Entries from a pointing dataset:
BEGIN

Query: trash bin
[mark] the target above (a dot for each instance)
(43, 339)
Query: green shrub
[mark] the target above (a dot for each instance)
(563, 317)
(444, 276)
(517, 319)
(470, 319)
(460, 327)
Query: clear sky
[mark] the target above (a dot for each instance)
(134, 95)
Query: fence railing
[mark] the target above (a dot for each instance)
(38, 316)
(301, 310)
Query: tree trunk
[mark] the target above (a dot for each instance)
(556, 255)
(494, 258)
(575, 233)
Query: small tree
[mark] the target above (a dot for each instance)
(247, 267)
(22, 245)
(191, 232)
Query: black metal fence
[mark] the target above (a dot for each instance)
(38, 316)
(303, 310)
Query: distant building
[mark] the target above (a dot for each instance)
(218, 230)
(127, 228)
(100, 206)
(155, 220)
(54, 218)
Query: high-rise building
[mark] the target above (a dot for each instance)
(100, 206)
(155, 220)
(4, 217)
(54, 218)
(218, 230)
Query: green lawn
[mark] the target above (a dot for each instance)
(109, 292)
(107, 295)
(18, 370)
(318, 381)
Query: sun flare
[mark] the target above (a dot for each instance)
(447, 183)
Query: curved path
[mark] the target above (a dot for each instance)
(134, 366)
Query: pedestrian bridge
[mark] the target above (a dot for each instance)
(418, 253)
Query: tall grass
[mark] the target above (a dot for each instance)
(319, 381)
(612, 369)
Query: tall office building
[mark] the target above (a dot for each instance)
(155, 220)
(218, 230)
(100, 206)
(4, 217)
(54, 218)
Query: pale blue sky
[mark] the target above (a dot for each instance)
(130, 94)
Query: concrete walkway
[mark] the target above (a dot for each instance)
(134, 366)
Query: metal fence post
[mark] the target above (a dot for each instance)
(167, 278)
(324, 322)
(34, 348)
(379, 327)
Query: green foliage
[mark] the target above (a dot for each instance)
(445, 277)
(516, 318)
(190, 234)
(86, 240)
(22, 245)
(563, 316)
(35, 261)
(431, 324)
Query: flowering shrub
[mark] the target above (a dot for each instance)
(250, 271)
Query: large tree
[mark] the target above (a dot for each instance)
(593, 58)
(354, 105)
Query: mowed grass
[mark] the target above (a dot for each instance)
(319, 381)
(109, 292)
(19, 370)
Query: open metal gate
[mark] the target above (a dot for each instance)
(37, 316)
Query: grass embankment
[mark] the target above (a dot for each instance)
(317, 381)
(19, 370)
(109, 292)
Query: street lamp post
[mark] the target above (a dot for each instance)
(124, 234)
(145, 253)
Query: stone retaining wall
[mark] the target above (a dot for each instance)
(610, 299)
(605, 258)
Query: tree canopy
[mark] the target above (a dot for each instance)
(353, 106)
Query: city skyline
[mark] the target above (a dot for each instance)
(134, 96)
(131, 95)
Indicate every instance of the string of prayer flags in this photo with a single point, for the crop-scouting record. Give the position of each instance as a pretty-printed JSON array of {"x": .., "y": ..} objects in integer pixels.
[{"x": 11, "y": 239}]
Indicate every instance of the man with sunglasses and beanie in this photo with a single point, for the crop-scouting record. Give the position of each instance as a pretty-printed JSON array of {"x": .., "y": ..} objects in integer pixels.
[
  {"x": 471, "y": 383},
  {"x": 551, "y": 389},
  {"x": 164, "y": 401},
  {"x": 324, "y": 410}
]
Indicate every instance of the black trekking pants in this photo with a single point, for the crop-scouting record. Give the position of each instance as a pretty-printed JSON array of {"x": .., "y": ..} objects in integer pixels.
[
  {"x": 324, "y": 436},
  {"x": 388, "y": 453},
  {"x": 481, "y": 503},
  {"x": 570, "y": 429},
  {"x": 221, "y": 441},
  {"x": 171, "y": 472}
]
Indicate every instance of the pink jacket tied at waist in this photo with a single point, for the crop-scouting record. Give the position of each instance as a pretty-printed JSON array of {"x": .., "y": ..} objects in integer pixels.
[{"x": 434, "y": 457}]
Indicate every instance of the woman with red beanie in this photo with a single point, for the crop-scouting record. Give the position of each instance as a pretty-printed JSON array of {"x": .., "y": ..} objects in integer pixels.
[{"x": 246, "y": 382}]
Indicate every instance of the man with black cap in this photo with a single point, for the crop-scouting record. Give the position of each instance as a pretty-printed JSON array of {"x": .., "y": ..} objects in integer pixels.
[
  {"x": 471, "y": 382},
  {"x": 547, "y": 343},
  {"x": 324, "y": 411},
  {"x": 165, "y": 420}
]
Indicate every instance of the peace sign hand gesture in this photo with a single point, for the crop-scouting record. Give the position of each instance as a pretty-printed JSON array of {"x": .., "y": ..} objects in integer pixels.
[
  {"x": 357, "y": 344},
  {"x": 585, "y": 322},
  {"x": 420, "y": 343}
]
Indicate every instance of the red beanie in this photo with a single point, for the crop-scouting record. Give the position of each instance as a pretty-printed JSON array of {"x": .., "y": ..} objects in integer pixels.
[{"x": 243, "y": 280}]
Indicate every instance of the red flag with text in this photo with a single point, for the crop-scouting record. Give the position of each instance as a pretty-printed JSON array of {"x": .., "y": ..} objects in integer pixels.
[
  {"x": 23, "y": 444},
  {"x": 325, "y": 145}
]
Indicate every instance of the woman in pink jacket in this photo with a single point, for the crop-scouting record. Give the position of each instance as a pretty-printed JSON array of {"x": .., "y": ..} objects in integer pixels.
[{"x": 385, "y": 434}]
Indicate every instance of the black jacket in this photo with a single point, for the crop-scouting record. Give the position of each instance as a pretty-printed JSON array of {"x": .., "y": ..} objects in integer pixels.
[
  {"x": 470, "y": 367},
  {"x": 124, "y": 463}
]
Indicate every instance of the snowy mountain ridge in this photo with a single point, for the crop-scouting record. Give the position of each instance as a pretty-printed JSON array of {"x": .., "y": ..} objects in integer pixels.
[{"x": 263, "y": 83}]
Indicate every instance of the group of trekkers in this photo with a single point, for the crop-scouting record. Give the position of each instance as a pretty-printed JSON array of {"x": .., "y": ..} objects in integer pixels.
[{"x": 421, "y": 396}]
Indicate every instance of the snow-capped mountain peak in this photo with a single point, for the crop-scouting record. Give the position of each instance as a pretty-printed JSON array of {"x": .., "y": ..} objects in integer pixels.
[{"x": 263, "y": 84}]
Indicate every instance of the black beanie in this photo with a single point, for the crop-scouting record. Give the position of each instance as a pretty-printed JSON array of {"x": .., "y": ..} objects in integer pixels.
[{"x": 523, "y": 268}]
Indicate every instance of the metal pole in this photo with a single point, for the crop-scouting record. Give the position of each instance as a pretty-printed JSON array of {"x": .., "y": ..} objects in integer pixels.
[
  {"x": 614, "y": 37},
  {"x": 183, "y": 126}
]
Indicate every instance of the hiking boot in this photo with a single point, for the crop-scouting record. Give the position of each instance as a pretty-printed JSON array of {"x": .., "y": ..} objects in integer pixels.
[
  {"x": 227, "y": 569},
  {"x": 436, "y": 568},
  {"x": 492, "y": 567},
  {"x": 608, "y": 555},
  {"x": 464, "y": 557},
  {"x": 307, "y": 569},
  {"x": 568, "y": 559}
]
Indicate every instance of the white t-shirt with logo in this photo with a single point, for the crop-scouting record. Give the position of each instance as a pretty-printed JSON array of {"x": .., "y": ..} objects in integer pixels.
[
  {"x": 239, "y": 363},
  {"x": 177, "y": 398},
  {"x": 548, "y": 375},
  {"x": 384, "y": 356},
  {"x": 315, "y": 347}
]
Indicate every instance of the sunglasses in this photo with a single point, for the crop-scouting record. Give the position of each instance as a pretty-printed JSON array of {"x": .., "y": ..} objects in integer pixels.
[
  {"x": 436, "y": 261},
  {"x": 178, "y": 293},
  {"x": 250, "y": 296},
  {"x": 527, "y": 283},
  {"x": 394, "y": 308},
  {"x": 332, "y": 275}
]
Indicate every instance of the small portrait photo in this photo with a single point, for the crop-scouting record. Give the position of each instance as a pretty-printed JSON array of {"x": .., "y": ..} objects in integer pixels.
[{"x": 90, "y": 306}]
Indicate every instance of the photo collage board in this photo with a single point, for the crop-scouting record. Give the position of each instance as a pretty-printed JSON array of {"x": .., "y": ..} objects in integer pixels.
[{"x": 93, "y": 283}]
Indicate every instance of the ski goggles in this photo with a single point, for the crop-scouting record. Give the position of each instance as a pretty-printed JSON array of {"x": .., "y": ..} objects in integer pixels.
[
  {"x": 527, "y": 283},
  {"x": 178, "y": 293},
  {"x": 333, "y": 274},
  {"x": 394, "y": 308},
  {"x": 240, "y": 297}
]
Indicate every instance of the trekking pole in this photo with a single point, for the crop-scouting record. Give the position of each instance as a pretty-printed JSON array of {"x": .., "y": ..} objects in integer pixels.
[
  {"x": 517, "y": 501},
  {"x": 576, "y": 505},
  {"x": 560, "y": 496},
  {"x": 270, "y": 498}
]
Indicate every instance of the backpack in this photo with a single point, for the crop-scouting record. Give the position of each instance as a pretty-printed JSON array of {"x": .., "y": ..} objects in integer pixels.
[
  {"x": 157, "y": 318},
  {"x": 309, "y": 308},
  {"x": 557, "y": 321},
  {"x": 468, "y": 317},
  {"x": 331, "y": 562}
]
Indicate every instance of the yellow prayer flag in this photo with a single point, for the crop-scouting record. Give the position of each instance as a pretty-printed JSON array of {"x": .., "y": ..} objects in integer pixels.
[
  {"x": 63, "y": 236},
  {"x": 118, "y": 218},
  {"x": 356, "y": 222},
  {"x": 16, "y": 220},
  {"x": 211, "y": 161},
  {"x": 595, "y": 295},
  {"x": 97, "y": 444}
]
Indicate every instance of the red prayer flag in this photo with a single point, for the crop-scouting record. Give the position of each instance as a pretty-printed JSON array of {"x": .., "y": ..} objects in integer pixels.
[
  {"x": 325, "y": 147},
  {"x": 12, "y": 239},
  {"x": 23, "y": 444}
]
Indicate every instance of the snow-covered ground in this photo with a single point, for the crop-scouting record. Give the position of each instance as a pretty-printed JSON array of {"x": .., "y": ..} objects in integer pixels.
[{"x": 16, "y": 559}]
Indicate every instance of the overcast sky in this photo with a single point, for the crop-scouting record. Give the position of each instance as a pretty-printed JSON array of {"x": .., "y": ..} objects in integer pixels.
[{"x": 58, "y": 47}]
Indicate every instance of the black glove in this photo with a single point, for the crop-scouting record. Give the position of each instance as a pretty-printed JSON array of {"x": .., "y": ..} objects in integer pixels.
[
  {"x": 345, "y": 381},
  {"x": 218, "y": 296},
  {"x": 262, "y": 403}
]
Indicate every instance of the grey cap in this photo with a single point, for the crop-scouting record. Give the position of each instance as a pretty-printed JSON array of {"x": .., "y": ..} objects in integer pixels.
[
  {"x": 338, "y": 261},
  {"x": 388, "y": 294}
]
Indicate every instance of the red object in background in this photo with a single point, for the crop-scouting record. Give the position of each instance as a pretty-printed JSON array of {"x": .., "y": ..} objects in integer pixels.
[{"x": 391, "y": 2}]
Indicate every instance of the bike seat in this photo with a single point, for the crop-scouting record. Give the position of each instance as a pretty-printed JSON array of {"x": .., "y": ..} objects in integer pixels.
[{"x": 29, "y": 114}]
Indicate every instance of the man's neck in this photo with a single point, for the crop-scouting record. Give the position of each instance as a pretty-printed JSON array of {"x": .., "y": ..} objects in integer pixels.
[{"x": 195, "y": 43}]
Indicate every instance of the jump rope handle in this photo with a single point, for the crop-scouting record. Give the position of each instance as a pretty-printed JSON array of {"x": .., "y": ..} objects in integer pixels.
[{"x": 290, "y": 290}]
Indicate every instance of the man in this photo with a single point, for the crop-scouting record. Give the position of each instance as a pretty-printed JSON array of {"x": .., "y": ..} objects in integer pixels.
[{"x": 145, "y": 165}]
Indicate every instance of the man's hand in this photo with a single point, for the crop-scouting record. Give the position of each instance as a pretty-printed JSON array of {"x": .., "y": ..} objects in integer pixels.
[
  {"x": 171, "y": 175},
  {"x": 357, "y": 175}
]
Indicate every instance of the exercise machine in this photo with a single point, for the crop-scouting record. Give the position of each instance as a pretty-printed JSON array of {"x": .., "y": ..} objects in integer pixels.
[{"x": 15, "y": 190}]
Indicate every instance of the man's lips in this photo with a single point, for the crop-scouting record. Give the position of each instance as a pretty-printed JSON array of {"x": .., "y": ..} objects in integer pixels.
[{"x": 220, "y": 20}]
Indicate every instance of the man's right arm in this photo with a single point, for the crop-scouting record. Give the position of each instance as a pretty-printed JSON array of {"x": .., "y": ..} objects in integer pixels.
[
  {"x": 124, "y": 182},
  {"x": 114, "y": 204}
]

END

Each line from the one with "Indicate every instance of the jump" through the last line of the records must be written out word for word. Include nothing else.

Output for this task
Indicate every instance of the jump rope handle in this photo with a single point, for the crop-scouting record. Give the position of each instance as a pretty-printed JSON array of {"x": .., "y": ..} objects in integer pixels.
[{"x": 290, "y": 290}]
Indicate every instance of the man in this photo with a single point, for the crop-scouting record. Give the position of each instance as a pretty-printed JSON array of {"x": .., "y": ..} objects in integer pixels.
[{"x": 145, "y": 165}]
Indicate every instance of the man's hand in this photo with a single point, for the crop-scouting record. Give the position of each instance as a pretty-printed JSON array of {"x": .., "y": ..} objects in integer pixels.
[
  {"x": 171, "y": 175},
  {"x": 357, "y": 175}
]
Indicate every instance of the exercise machine in this photo with a single point, for the crop-scouting record. Give the position of each instance as a pretty-printed JSON array of {"x": .., "y": ..} objects in integer pixels.
[{"x": 15, "y": 190}]
Indicate every instance of the man's lips in this photo with a single point, for the crop-scouting record. Give the position of each instance as a pretty-printed JSON array of {"x": .., "y": ..} objects in integer pixels.
[{"x": 220, "y": 20}]
Indicate every instance of the man's right arm in this photo with a single point, for the crop-scouting record. Give the position of each instance as a pretty-printed JSON array of {"x": .., "y": ..} objects in integer pixels.
[
  {"x": 124, "y": 182},
  {"x": 114, "y": 204}
]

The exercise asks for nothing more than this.